Written task – In everything from the start of the entries down to the line containing "37L20 24L26 337L104", rename "instance" to "sample". Give only those lines, with nothing else changed.

Supplied records –
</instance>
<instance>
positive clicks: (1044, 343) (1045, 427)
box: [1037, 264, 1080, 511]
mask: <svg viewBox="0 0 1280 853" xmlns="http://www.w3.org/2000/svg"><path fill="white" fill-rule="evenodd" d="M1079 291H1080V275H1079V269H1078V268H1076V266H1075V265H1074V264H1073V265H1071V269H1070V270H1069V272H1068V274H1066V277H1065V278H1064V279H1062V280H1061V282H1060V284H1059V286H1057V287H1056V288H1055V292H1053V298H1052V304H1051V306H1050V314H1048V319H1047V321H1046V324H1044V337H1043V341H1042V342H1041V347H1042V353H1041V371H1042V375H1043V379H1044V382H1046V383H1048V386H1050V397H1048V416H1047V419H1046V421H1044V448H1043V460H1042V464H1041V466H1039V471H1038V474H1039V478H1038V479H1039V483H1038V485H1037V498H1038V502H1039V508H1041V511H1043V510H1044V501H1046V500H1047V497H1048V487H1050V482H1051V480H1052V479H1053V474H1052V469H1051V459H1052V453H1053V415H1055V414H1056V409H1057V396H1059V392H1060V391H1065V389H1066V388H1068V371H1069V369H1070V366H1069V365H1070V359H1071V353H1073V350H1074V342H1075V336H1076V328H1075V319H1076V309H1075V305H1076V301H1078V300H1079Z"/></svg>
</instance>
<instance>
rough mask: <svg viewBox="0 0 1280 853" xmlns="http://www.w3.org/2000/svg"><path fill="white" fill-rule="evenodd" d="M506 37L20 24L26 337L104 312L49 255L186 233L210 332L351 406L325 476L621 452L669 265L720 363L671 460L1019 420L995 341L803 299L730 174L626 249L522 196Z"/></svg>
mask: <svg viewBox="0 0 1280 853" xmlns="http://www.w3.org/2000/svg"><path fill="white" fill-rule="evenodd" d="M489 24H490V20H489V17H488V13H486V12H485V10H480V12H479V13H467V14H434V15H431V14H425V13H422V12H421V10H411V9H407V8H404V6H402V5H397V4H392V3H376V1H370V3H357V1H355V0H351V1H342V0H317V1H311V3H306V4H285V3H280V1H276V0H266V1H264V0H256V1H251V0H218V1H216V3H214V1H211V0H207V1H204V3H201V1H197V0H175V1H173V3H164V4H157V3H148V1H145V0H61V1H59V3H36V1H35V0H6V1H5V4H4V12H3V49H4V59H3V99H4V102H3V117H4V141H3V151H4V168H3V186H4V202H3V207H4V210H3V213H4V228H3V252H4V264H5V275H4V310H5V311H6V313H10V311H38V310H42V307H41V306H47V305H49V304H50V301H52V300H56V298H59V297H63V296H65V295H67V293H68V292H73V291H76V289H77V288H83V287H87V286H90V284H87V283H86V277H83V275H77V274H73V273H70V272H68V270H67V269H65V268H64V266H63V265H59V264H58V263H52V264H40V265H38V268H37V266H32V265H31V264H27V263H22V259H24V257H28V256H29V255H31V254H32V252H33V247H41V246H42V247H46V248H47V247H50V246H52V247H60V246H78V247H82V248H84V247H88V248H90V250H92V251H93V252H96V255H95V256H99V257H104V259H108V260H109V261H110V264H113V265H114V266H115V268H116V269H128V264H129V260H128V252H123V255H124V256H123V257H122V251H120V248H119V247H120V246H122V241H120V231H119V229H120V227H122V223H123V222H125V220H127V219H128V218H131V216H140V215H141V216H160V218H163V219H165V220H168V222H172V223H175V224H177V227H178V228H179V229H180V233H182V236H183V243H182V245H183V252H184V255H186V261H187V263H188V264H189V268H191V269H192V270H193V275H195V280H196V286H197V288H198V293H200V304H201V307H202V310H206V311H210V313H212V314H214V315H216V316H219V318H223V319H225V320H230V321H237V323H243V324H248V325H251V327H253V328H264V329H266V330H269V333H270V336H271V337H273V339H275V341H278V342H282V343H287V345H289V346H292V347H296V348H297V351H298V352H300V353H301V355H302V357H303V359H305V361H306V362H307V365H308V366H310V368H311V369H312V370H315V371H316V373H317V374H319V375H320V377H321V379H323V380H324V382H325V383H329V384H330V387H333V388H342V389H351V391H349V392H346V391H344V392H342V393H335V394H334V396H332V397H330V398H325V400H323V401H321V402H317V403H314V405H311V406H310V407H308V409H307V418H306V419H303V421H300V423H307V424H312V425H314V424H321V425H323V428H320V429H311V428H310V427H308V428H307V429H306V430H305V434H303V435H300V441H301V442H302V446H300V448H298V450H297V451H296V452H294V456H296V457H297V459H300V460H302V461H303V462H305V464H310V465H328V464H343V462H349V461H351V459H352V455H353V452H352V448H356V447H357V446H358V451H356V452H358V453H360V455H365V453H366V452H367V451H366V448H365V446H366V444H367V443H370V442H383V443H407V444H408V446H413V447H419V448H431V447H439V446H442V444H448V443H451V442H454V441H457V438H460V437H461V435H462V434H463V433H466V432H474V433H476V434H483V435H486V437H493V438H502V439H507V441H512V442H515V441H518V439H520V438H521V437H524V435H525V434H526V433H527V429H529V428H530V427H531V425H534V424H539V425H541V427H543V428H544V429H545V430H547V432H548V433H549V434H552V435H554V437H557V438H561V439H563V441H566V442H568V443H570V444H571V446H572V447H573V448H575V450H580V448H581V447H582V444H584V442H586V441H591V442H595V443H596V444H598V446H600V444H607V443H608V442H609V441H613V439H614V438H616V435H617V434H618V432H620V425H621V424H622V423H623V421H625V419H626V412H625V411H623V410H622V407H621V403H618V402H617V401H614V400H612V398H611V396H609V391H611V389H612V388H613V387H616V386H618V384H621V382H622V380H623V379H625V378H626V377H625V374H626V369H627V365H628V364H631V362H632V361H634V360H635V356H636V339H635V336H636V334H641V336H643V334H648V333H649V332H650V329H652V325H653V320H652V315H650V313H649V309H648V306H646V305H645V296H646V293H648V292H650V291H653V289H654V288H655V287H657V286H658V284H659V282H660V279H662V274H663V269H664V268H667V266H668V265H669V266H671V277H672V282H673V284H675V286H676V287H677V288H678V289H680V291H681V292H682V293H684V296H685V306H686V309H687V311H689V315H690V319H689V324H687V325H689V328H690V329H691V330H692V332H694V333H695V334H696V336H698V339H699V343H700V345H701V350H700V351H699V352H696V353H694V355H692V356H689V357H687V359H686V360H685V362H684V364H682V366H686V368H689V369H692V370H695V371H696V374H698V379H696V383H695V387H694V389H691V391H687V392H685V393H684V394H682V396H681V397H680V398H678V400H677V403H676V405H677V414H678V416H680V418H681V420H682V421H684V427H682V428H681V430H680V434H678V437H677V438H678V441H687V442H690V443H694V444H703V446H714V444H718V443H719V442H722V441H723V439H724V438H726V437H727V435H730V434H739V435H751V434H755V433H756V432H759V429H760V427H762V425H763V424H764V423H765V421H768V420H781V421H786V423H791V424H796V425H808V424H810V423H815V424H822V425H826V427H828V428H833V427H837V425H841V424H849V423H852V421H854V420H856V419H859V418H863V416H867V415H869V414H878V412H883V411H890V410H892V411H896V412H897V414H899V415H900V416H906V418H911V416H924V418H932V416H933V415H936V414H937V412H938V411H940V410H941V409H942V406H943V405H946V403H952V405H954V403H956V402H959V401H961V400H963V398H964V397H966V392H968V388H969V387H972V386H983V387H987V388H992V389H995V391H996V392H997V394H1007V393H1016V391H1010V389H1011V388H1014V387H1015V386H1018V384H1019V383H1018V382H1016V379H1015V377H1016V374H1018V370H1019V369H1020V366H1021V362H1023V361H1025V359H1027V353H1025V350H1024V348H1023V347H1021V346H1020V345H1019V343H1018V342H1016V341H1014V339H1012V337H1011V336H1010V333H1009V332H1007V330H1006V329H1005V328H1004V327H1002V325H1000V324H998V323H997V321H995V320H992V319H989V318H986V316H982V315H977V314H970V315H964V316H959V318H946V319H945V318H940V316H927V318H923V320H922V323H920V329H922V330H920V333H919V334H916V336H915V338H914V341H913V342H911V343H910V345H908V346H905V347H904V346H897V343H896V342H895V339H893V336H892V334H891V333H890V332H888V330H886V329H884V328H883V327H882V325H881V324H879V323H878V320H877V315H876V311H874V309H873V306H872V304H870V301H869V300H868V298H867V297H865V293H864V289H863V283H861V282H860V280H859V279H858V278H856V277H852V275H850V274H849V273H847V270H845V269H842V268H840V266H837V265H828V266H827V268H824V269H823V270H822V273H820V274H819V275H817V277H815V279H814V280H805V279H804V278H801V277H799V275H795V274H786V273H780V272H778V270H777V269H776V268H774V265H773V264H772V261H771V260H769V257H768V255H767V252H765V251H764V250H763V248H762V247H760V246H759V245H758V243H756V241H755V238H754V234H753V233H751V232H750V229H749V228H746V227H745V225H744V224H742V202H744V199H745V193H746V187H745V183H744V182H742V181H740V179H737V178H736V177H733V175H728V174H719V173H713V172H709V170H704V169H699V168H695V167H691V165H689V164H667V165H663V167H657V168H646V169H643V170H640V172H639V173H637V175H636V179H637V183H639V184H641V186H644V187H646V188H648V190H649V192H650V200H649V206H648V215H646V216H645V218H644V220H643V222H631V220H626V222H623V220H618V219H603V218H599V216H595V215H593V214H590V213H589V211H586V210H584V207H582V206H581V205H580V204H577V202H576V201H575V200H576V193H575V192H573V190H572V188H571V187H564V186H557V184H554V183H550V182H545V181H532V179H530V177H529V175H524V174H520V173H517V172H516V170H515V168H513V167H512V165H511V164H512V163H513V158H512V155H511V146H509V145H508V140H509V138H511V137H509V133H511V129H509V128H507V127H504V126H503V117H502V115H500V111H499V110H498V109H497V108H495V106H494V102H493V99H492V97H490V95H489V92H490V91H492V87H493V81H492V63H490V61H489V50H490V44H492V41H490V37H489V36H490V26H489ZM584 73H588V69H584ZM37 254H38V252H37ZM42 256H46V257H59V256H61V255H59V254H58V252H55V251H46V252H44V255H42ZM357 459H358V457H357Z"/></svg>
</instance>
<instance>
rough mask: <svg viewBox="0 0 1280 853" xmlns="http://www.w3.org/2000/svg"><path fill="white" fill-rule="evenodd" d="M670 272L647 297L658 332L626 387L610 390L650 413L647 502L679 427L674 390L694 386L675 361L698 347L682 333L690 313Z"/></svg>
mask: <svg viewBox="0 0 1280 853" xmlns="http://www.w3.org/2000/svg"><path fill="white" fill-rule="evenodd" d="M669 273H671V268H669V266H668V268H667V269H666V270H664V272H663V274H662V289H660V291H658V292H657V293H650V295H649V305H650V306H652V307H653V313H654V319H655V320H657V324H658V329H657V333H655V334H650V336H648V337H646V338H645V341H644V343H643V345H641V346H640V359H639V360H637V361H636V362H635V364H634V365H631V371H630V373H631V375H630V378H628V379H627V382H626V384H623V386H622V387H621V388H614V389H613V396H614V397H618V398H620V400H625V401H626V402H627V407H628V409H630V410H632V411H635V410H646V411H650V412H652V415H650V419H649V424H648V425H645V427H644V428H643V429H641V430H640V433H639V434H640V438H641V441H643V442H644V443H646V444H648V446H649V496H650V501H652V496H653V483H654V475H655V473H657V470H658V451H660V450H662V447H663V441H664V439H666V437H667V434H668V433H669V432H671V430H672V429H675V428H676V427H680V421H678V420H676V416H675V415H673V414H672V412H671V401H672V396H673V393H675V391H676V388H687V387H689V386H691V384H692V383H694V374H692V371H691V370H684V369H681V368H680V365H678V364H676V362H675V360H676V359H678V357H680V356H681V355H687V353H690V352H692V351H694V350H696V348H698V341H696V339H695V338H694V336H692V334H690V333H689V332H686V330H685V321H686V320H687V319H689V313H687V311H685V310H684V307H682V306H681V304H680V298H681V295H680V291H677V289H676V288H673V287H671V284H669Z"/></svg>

Output of the task –
</sample>
<sample>
positive clicks: (1044, 343) (1045, 427)
box: [1037, 264, 1080, 511]
mask: <svg viewBox="0 0 1280 853" xmlns="http://www.w3.org/2000/svg"><path fill="white" fill-rule="evenodd" d="M1079 291H1080V275H1079V269H1078V268H1076V266H1075V265H1074V264H1073V265H1071V269H1070V270H1069V272H1068V274H1066V277H1065V278H1064V279H1062V280H1061V282H1060V284H1059V286H1057V287H1056V288H1055V292H1053V298H1052V304H1051V306H1050V314H1048V319H1047V321H1046V324H1044V337H1043V341H1042V342H1041V347H1042V353H1041V371H1042V375H1043V379H1044V382H1046V383H1048V386H1050V397H1048V416H1047V419H1046V421H1044V448H1043V460H1042V464H1041V466H1039V471H1038V474H1039V478H1038V479H1039V483H1038V485H1037V498H1038V502H1039V508H1041V511H1043V510H1044V501H1046V500H1047V497H1048V487H1050V482H1051V480H1052V479H1053V474H1052V469H1051V459H1052V453H1053V415H1055V414H1056V409H1057V396H1059V392H1060V391H1065V389H1066V388H1068V371H1069V369H1070V366H1069V365H1070V359H1071V353H1073V350H1074V342H1075V336H1076V328H1075V319H1076V309H1075V305H1076V301H1078V300H1079Z"/></svg>
</sample>
<sample>
rough mask: <svg viewBox="0 0 1280 853" xmlns="http://www.w3.org/2000/svg"><path fill="white" fill-rule="evenodd" d="M506 37L20 24L26 337L104 312L49 255L186 233L210 332L351 406L325 476L621 452L669 265L720 363L671 460L1019 420L995 341L803 299L730 174L626 249L522 196Z"/></svg>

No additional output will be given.